> [Lesetext]:
^^^^
Ein Augenblick im Leben eines Menschen, der alles bei ihm verändert und der ihn verändert. Der Name Zachäus bedeutet: Gott denkt an mich. Und genau das steckt als gute Nachricht in dieser Geschichte. Gott denkt an den Menschen, in jedem Augenblick. Er sucht leidenschaftlich nach denen, die verloren sind. Gerade sie nimmt er in den Blick und kreuzt ihre Wege. Und er will dabei mehr als nur eine f lüchtige Begegnung. Aus Sehnsucht nach den Menschen will er bei ihnen Gast sein. Nicht, um mit ihnen abzurechnen, sondern sie erfahren zu lassen, dass Umkehr und Neuanfang dort möglich sind, wo Liebe und Vergebung die Atmosphäre und die Rahmenbedingungen bestimmen. Was sie in einem Menschen bewirken und auslösen können, dafür steht Zachäus. Was ihm gegeben und geschenkt wird, das gibt er zurück.
^^^^
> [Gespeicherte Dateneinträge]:

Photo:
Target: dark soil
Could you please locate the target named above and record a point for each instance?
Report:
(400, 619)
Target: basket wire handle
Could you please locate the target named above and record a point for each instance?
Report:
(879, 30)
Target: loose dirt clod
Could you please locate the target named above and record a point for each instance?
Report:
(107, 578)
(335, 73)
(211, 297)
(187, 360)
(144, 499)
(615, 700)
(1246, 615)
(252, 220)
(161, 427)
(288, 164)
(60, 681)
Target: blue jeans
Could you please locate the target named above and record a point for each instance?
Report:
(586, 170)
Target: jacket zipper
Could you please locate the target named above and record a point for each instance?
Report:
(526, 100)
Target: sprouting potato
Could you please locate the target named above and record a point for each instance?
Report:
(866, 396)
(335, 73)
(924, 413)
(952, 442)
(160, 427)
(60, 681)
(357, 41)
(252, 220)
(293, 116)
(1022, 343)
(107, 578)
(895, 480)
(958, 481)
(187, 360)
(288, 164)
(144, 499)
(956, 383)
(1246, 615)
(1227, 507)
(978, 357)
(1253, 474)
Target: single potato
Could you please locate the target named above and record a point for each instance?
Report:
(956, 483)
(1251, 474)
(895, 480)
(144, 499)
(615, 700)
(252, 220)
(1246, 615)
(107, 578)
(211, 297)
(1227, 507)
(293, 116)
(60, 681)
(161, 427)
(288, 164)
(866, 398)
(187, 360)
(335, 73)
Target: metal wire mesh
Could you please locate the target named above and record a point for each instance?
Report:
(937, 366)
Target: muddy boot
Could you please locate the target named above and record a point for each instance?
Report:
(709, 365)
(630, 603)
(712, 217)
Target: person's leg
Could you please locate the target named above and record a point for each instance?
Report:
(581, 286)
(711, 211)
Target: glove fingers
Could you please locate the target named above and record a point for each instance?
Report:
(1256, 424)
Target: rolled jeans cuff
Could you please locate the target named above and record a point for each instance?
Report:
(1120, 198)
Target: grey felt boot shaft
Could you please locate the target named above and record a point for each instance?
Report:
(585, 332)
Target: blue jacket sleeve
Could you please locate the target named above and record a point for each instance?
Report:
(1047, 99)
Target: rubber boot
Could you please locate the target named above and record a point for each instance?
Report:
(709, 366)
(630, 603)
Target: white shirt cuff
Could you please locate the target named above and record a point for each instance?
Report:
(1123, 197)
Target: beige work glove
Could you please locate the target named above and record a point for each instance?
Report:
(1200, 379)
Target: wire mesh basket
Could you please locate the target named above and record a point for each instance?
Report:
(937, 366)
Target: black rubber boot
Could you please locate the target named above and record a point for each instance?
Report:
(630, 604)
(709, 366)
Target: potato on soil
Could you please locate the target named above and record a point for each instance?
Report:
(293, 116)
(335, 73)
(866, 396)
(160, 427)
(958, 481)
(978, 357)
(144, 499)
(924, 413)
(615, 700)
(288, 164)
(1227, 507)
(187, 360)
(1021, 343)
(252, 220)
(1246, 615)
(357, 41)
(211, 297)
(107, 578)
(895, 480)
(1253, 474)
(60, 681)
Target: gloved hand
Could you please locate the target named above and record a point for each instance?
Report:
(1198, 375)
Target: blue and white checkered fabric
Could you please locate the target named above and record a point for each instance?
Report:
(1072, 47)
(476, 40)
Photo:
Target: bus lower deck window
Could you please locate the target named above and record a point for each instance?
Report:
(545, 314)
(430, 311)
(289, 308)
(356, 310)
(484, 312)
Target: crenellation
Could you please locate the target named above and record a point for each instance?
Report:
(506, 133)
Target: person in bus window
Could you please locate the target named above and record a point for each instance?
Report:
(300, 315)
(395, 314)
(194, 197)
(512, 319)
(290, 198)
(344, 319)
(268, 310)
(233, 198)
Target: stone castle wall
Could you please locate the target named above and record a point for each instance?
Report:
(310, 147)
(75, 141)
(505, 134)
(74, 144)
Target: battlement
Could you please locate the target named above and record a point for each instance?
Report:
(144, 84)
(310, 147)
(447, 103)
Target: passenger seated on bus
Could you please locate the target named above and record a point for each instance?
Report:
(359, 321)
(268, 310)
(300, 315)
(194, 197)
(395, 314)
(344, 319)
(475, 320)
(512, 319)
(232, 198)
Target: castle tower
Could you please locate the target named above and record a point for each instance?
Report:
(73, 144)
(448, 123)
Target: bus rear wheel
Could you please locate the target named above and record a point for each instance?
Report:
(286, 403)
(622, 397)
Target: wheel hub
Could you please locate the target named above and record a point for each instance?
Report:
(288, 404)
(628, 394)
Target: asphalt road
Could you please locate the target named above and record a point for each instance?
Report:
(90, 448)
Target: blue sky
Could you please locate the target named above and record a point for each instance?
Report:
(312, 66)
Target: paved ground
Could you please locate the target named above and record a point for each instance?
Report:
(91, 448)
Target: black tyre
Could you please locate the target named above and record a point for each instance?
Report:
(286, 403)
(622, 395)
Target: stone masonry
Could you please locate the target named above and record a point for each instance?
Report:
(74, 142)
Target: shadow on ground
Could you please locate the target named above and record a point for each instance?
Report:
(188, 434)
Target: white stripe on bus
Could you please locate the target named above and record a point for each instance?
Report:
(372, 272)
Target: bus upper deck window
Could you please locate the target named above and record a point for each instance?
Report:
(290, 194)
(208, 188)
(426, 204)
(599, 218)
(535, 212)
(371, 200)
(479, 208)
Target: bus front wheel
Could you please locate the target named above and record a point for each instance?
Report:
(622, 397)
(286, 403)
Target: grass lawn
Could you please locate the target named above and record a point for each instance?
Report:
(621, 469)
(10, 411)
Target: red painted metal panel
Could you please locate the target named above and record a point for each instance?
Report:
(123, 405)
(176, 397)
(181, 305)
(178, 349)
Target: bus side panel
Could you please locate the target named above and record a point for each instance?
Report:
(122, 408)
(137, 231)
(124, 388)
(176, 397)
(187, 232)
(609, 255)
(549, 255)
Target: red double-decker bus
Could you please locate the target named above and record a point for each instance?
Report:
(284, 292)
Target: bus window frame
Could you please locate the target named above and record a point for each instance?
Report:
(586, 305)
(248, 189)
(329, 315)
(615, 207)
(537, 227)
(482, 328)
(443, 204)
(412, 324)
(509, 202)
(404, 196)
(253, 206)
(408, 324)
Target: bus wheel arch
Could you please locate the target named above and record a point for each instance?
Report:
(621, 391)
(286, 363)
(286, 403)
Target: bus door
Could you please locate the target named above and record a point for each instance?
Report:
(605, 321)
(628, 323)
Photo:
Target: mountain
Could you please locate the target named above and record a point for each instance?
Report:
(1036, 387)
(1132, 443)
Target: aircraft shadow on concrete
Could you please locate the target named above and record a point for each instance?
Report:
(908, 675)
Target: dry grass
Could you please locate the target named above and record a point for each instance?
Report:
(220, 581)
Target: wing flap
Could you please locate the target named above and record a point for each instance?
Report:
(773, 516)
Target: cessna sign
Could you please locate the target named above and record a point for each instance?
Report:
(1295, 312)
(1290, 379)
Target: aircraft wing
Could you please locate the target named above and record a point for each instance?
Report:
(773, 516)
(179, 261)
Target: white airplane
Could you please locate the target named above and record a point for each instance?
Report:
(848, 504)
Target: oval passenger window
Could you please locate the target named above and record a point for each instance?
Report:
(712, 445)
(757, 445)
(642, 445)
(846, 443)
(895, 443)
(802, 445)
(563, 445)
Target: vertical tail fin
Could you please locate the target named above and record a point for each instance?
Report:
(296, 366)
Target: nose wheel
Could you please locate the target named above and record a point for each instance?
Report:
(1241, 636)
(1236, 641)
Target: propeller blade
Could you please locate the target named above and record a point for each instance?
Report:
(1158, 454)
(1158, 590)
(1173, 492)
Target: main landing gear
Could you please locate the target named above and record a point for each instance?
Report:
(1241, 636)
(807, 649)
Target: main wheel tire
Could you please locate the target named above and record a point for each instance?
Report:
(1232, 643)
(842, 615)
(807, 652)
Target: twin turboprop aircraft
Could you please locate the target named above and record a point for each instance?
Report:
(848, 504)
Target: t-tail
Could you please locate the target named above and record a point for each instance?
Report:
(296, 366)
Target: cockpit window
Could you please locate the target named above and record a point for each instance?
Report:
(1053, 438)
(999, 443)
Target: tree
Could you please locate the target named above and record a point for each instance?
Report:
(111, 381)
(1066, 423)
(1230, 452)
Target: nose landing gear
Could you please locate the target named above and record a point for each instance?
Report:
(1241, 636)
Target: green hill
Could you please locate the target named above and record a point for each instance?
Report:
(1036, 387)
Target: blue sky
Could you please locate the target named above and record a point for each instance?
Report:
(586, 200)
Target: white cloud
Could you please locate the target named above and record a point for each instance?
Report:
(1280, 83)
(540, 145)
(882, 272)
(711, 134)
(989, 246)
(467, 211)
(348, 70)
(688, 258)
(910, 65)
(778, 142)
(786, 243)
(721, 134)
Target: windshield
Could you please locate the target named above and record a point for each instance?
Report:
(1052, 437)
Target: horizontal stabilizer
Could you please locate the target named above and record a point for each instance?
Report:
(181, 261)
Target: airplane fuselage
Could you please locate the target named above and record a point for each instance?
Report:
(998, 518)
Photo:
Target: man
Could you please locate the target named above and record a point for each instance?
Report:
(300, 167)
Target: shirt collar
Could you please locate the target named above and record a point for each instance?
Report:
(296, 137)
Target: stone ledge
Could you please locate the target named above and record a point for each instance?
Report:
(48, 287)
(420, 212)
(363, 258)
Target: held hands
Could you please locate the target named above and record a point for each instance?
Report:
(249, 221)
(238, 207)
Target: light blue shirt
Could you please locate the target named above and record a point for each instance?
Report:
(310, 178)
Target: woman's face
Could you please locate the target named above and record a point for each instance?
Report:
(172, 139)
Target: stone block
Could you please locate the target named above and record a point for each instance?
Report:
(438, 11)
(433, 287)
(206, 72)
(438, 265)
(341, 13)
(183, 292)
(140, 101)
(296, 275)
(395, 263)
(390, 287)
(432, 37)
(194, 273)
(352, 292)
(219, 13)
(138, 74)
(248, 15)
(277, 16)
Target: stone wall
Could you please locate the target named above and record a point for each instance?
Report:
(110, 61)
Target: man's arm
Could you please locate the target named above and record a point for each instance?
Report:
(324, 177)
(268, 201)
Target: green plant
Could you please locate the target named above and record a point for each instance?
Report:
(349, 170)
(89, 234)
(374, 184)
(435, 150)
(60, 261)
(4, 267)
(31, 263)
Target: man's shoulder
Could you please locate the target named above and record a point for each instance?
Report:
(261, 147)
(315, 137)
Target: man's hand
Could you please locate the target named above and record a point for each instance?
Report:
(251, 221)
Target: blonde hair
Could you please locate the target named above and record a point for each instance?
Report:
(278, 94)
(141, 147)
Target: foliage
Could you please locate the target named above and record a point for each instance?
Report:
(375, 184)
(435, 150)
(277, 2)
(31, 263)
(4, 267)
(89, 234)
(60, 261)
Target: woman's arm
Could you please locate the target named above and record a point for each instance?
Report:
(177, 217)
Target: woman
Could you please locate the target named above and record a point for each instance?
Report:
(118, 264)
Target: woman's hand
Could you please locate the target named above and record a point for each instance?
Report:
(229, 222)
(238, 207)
^^^^
> [Aufgabe]:
Entscheide für jede Aussage, ob sie mit dem Text über Zachäus übereinstimmt, und belege deine Antwort mit einem wörtlichen Zitat daraus.
1. Der Name Zachäus bedeutet „Gott denkt an mich“.
2. Gott will bei den Menschen Gast sein, um mit ihnen abzurechnen.
3. Zachäus gibt zurück, was ihm gegeben und geschenkt wird.

> [Lösung]:
1. Ja: „Der Name Zachäus bedeutet: Gott denkt an mich.“
2. Nein: „Nicht, um mit ihnen abzurechnen, sondern sie erfahren zu lassen, dass Umkehr und Neuanfang dort möglich sind“
3. Ja: „Was ihm gegeben und geschenkt wird, das gibt er zurück.“